WORKING DATA =
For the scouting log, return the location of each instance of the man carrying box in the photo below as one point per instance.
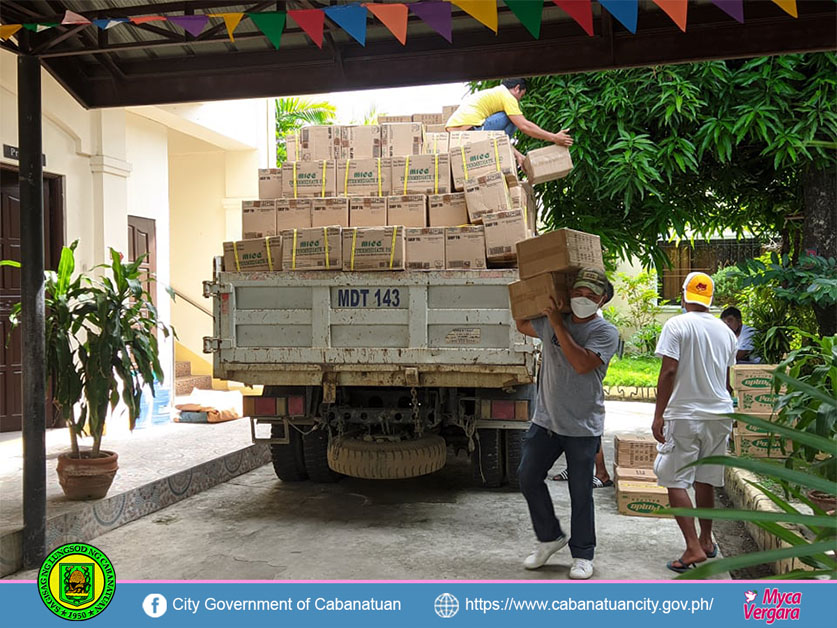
(569, 418)
(498, 109)
(693, 393)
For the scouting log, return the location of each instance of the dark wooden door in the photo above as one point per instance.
(11, 354)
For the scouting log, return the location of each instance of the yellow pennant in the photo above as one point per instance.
(484, 11)
(788, 6)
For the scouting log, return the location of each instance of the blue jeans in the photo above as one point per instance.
(498, 122)
(541, 448)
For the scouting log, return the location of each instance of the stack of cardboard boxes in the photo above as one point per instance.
(753, 385)
(637, 491)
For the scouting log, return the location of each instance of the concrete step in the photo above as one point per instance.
(184, 385)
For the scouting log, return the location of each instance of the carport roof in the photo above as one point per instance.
(157, 62)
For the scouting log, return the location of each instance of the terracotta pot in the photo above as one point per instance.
(86, 477)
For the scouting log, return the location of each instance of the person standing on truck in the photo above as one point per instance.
(498, 109)
(568, 419)
(693, 394)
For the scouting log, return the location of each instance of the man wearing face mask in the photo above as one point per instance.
(568, 419)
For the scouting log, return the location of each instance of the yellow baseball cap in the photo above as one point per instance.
(698, 288)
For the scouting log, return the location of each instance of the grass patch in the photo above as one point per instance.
(633, 371)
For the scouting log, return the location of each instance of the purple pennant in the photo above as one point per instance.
(436, 15)
(733, 8)
(192, 24)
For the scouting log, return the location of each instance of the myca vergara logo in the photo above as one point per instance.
(76, 581)
(772, 605)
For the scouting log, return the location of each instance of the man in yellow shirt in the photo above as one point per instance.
(498, 109)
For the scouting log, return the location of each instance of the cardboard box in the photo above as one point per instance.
(761, 446)
(258, 219)
(367, 211)
(364, 177)
(503, 230)
(472, 161)
(308, 179)
(425, 248)
(362, 141)
(319, 248)
(421, 174)
(465, 247)
(447, 210)
(407, 211)
(641, 499)
(394, 119)
(400, 140)
(429, 118)
(253, 255)
(529, 297)
(293, 213)
(435, 143)
(270, 183)
(627, 474)
(564, 250)
(547, 164)
(486, 194)
(373, 248)
(327, 212)
(636, 452)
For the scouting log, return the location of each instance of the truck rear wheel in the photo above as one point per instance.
(387, 460)
(487, 460)
(315, 450)
(288, 460)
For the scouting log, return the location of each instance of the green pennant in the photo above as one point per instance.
(529, 13)
(271, 23)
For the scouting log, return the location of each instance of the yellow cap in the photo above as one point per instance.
(698, 288)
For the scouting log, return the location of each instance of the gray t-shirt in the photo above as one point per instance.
(569, 403)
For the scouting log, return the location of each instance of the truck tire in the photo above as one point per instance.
(487, 460)
(288, 460)
(514, 448)
(315, 451)
(389, 460)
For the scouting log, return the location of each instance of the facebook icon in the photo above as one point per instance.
(154, 605)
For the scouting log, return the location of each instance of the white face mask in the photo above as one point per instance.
(583, 307)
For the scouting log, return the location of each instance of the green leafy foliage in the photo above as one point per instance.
(687, 150)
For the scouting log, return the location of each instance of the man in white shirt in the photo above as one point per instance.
(745, 354)
(693, 393)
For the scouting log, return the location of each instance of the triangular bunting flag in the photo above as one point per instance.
(529, 13)
(351, 18)
(231, 20)
(733, 8)
(625, 12)
(436, 15)
(580, 10)
(483, 11)
(70, 17)
(676, 10)
(271, 23)
(311, 21)
(109, 22)
(394, 17)
(788, 6)
(8, 30)
(192, 24)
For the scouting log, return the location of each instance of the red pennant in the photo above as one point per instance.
(311, 21)
(580, 10)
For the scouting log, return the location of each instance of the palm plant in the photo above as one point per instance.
(294, 113)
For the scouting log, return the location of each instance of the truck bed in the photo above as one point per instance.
(437, 328)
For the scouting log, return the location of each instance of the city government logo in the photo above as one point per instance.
(76, 581)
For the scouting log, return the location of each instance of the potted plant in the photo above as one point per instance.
(101, 347)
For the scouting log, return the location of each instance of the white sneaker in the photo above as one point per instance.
(582, 569)
(543, 551)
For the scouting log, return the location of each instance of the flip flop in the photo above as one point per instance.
(683, 568)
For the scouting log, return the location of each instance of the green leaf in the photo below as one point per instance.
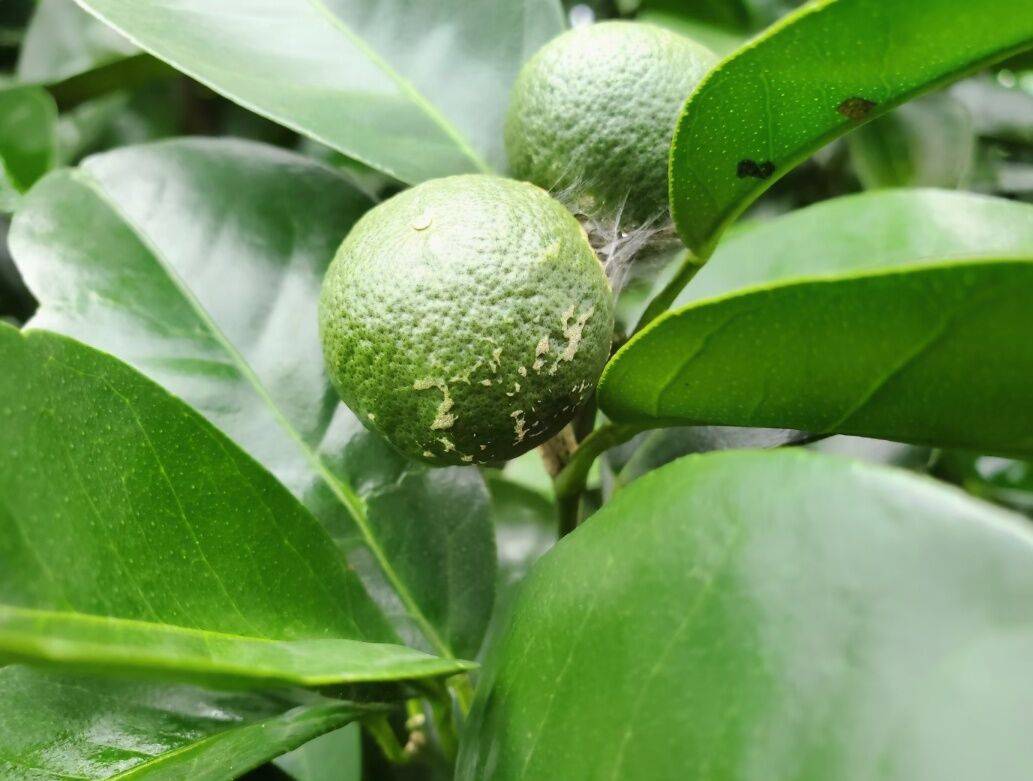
(77, 57)
(525, 526)
(659, 447)
(1004, 480)
(28, 136)
(63, 41)
(199, 262)
(66, 727)
(336, 756)
(814, 75)
(878, 335)
(415, 90)
(769, 616)
(929, 143)
(870, 231)
(722, 27)
(135, 537)
(98, 644)
(999, 113)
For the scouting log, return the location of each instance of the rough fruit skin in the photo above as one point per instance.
(592, 115)
(466, 319)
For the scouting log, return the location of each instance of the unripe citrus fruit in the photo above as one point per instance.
(593, 112)
(466, 319)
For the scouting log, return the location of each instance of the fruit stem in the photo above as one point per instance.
(557, 451)
(569, 482)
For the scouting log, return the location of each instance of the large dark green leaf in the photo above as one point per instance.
(415, 90)
(769, 616)
(199, 262)
(910, 323)
(65, 727)
(134, 536)
(814, 75)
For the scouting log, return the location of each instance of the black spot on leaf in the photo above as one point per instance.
(755, 169)
(855, 108)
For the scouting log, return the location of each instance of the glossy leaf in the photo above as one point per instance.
(876, 336)
(769, 616)
(895, 360)
(721, 27)
(63, 41)
(929, 143)
(814, 75)
(199, 262)
(77, 57)
(415, 90)
(67, 727)
(865, 232)
(28, 122)
(336, 756)
(135, 537)
(148, 647)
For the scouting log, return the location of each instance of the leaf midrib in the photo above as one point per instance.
(351, 501)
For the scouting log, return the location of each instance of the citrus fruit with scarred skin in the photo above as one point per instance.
(592, 115)
(466, 319)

SET PROBLEM =
Give back all entries exactly. No pictures belong in the copy.

ANSWER FOR THIS EXERCISE =
For the scouting log, return the location of each instance of the man carrying box in the photo below as one point per instance.
(569, 418)
(498, 109)
(693, 393)
For the scouting log, return the location of each instance of the dark wooden door in the photo above as one point per instance.
(11, 354)
For the scouting log, return the location of each instance of the yellow pennant in the photo above as one point per instance.
(484, 11)
(788, 6)
For the scouting log, return the location of each instance of the blue jeans in the photo above as one point per instance.
(498, 122)
(541, 448)
For the scouting log, return the location of each instance of the stack of cardboard boxes in the photo above as one point per instance.
(753, 385)
(637, 491)
For the scouting log, return the location of each instance of the concrete step in the photo above as one point per instance.
(184, 385)
For the scouting log, return the location of each instance of the carport roof in the photo above as one point per instance.
(157, 62)
For the scouting log, return the location of each instance of the terracotta pot in the photo above as one point per instance.
(86, 477)
For the scouting log, return the location of each instance of the person standing on truck in the photo above as one point per instance.
(498, 109)
(568, 419)
(693, 394)
For the scouting log, return the location of each instance of the man wearing face mask in the photo above as one point per instance.
(568, 419)
For the scouting log, return the location of each instance of the yellow baseball cap in the photo above as one point per instance.
(698, 288)
For the scouting log, return the location of each instance of the grass patch in the photo above as one point per instance.
(633, 371)
For the scouting log, return the location of each instance of the purple pennant in the photo above as one point per instance.
(436, 15)
(733, 8)
(192, 24)
For the scouting log, return the location of each instance of the myca vergara logo in the photo above as one point per instance.
(76, 581)
(772, 605)
For the scouting log, return the location of each instance of the man in yellow shirt in the photo above as one point per instance.
(498, 109)
For the scouting log, return the location of each instance of the cardboard box in the photo above as one point per instance.
(761, 446)
(258, 219)
(367, 211)
(364, 177)
(503, 230)
(472, 161)
(308, 179)
(425, 248)
(362, 141)
(319, 248)
(421, 174)
(465, 247)
(447, 210)
(407, 211)
(641, 499)
(394, 119)
(400, 140)
(429, 118)
(253, 255)
(529, 297)
(293, 213)
(435, 143)
(270, 183)
(627, 474)
(564, 250)
(547, 164)
(486, 194)
(373, 248)
(327, 212)
(636, 452)
For the scouting log, return the location of each instance of the truck rear wheel in the photo above as one point per instance.
(387, 460)
(487, 460)
(315, 450)
(288, 460)
For the scouting log, return the location of each instance of the green pennant in the photo above as one point per instance.
(529, 13)
(271, 23)
For the scouting log, return the location of each instance of the yellow cap in the photo above as one point per instance.
(698, 288)
For the scouting log, return the location of each instance of the gray t-shirt in the photo above as one point per instance.
(569, 403)
For the scouting log, return the location of each instance of the truck tire in the photo above as one point per instance.
(487, 460)
(288, 460)
(514, 448)
(315, 451)
(389, 460)
For the scouting log, return the location of each instance of the facebook icon in the photo above as one point per instance.
(154, 605)
For the scouting log, return the location of each instance of the white face mask in the photo above as one point per instance.
(583, 307)
For the scouting log, return the location of each instance of the green leafy foliage in the photo above as one point per instance.
(687, 150)
For the scouting log, return the location of each instance of the man in white shirt in the photo above as one point per instance.
(745, 354)
(693, 393)
For the scouting log, return the location of each instance of the triangular bunting flag in the photo above as one point per instance.
(529, 13)
(351, 18)
(231, 20)
(733, 8)
(625, 12)
(436, 15)
(580, 10)
(483, 11)
(70, 17)
(676, 10)
(271, 23)
(311, 21)
(109, 22)
(394, 17)
(788, 6)
(8, 30)
(192, 24)
For the scouting log, return the location of each instance of the red pennant in the photo above as one point per instance.
(311, 21)
(580, 10)
For the scouting log, return the location of each instance of the palm plant in the photo above as one point per instance.
(294, 113)
For the scouting log, return the location of each instance of the truck bed in the photo above as one point per instance.
(437, 328)
For the scouting log, return the location of each instance of the city government logo in the photo above as one point per instance.
(76, 581)
For the scouting log, return the location of each instance of the potted plant in the photo above as one point per instance.
(101, 347)
For the scouting log, return the location of each instance of the white sneaker in the photo above as one point per instance.
(582, 569)
(543, 551)
For the scouting log, return the location of each instance of the flip flop in the photo above as one point per instance.
(683, 568)
For the scouting log, return the location of each instance of the green leaf in the photo below as one point per instance.
(77, 57)
(525, 526)
(659, 447)
(1004, 480)
(28, 136)
(63, 41)
(199, 262)
(66, 727)
(336, 756)
(814, 75)
(878, 335)
(415, 90)
(769, 616)
(929, 143)
(870, 231)
(722, 27)
(135, 537)
(98, 644)
(999, 113)
For the scouting log, return the location of each instance of the rough fruit skin in the photo above as one point per instance.
(592, 115)
(466, 319)
For the scouting log, return the location of each instance of the unripe citrus fruit in the photo above as one point per instance.
(593, 112)
(466, 319)
For the scouting log, return the location of each instance of the fruit stem in the photo above as one point per instance.
(557, 451)
(569, 482)
For the scouting log, return the location of each instance of the large dark green leaf in the photo above as one point per instance.
(415, 90)
(769, 616)
(199, 262)
(910, 323)
(65, 727)
(134, 536)
(814, 75)
For the scouting log, return the location of each instance of the black spot on leaf in the photo above as one point per instance.
(755, 169)
(855, 108)
For the scouting log, return the location of each instance of the glossy leaf in the photo above as one point per instance.
(876, 336)
(769, 616)
(895, 360)
(721, 27)
(63, 41)
(929, 143)
(814, 75)
(199, 262)
(77, 57)
(415, 90)
(67, 727)
(865, 232)
(28, 122)
(336, 756)
(135, 537)
(148, 647)
For the scouting log, return the location of each instance of the leaf midrib in the photo above as one point per instance.
(351, 501)
For the scouting log, return the location of each instance of the citrus fruit with scarred skin in the photo above as one point per instance.
(592, 115)
(466, 319)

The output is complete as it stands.